#### TASK DETAILS
Retype the records below exactly as they appear.
___ ITEMS
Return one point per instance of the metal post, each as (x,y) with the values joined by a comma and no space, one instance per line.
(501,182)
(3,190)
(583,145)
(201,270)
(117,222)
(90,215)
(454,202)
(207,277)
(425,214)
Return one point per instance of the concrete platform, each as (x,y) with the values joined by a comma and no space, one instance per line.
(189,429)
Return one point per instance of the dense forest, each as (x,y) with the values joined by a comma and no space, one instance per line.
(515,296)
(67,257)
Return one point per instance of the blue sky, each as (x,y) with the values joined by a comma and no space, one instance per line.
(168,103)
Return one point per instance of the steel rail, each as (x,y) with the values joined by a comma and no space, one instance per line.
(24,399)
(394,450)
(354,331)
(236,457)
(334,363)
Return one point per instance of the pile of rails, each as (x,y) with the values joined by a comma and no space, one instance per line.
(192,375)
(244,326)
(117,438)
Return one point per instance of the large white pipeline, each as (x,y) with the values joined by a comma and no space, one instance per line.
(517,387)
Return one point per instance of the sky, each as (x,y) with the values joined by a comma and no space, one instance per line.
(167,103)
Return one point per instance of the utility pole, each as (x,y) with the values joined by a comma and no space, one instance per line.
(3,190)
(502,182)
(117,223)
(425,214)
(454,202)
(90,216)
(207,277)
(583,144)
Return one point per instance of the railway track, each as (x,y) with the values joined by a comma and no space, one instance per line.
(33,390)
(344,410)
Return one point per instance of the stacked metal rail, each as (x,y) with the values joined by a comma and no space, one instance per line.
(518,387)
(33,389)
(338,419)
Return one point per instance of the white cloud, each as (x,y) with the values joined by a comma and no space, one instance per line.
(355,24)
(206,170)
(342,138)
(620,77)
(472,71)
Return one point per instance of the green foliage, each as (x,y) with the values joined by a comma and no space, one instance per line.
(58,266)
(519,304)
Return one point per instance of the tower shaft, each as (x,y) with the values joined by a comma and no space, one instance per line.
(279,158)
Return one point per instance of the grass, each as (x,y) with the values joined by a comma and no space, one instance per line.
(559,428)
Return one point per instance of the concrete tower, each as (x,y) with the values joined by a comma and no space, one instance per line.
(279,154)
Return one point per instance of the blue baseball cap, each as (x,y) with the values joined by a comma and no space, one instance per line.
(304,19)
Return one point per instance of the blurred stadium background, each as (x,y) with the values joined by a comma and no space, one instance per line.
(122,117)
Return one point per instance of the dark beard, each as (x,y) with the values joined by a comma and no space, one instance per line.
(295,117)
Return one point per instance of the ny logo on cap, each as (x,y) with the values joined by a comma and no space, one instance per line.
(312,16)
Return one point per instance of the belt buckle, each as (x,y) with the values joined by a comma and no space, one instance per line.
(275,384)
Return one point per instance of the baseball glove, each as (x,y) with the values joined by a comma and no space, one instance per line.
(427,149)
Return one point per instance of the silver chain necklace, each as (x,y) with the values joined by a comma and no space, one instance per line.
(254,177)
______
#### THE ANSWER
Return one point per instance of the metal post, each as (x,y) with the values joined by a comma and no space, one instance per line.
(501,182)
(3,190)
(583,145)
(201,270)
(117,222)
(90,215)
(454,202)
(207,277)
(425,214)
Return one point per instance of the concrete platform, each as (x,y) with the values joined by a comma and no space, one instance per line.
(189,429)
Return one point per instance of the dense forest, each as (x,y) with the values joined by a comma and no space, one instance per line.
(515,296)
(67,257)
Return one point per instance of the blue sky, each as (x,y) with the values joined by a comma and no space, one instance per line.
(168,103)
Return one point per instance of the steel rail, each as (x,y) with the values joined by a comma and no space, one instance per line.
(24,399)
(394,450)
(354,331)
(236,457)
(334,363)
Return one point per instance of the pile of rails, each as (x,y) with the values joined by a comma and no space, one instance per line.
(192,375)
(244,326)
(117,438)
Return one point per instance of the large white pipeline, each as (x,y) with the values joined by a comma and no space, one instance per line.
(517,387)
Return one point per instance of the sky, each as (x,y) with the values joined by a comma and no space, one instance per line.
(167,103)
Return one point per instance of the utility pole, each as (x,y) with the values joined by a comma and no space, one instance per line.
(3,190)
(502,182)
(117,223)
(425,214)
(454,202)
(90,216)
(207,277)
(583,144)
Return one point per instance of the railway track, each as (x,y) with the values joined by a comma and no space, one instance per line.
(33,390)
(344,410)
Return one point per instance of the stacked metal rail, each as (x,y) with the values joined by a comma and no space, one instance per line.
(518,387)
(33,389)
(338,419)
Return one point per instance of the white cloud, each as (x,y) with the values joined by a comma and no space, one instance per line.
(355,24)
(206,170)
(342,138)
(620,77)
(472,71)
Return one point per instance of the green foliage, each as (x,y) with the values joined by a comma and no space, one instance per line.
(58,266)
(519,304)
Return one point per instance of the tower shaft, each as (x,y) with the values joined by a comma and no space, one instance per line.
(279,158)
Return one point per instance of the grass, each as (x,y) with the values joined by a comma and no space, one instance per line.
(559,428)
Return one point per instance of the concrete tower, each as (x,y) with the values joined by a comma and no space, one instance per line.
(279,154)
Return one point per instance of the blue baseball cap, each as (x,y) with the values joined by a comma and no space, one instance per line.
(304,19)
Return one point per instance of the blurred stadium background, each as (x,y) with the values joined by a comma and no space, one instance per line.
(122,117)
Return one point per instance of the dark beard, each as (x,y) with the values joined by a comma and no space, one instance per line.
(295,117)
Return one point per instance of the ny logo on cap, each as (x,y) with the values joined by a comma and no space, one instance per line.
(312,16)
Return one point per instance of the belt buckle, each as (x,y) with the values joined by a comma and no space, one instance per line.
(275,384)
Return one point per instance of the baseball glove, each as (x,y) with the values joined by a comma and no space, one instance per line.
(427,149)
Return one point per instance of the silver chain necklace, each as (x,y) with the values joined by a comma and no space, one instance per line.
(254,177)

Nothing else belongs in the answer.